Data items
- - -
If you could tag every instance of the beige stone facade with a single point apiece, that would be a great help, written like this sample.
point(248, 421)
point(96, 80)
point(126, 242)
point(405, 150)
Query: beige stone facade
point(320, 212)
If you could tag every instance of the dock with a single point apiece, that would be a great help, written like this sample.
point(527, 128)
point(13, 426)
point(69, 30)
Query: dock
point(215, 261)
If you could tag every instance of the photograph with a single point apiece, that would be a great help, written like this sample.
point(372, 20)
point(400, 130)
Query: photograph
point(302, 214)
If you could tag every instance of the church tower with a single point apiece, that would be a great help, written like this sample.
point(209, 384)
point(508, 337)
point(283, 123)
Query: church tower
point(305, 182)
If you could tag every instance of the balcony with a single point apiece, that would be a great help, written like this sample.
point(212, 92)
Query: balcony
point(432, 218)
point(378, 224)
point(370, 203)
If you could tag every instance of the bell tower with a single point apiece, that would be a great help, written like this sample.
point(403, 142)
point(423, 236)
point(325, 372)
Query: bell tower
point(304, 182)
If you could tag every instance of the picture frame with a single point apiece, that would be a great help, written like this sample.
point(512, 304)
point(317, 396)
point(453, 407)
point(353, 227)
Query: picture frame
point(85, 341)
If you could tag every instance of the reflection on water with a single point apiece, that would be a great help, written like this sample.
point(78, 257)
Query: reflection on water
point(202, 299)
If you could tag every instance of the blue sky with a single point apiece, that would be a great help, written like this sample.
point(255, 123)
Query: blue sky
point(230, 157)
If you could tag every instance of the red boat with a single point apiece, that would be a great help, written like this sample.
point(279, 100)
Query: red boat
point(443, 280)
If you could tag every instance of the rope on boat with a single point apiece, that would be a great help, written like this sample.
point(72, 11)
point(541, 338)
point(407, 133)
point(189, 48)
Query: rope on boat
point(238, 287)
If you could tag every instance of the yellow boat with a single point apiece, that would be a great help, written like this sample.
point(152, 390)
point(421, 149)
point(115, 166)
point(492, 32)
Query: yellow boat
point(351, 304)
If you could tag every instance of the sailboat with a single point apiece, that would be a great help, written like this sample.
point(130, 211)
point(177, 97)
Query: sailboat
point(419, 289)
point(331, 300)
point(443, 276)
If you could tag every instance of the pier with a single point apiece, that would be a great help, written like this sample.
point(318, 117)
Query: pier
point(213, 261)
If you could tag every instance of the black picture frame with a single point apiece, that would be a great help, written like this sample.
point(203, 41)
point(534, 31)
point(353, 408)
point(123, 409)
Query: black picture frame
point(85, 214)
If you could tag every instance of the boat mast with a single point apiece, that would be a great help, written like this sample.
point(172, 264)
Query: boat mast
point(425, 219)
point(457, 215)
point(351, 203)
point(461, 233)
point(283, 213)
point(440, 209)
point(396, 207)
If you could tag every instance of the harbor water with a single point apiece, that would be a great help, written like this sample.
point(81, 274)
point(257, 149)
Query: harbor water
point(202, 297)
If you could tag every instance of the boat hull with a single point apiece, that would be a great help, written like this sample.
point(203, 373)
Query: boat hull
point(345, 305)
- - -
*Your instructions*
Produce only the lines from the line containing "point(317, 396)" through the line containing "point(78, 257)", inclusive of both, exactly as they stand in the entries above.

*Your solution*
point(317, 396)
point(453, 407)
point(353, 227)
Query: picture frame
point(85, 341)
If you could tag every instance of the reflection on water with a single point apiece, that would be a great help, written like this sample.
point(78, 257)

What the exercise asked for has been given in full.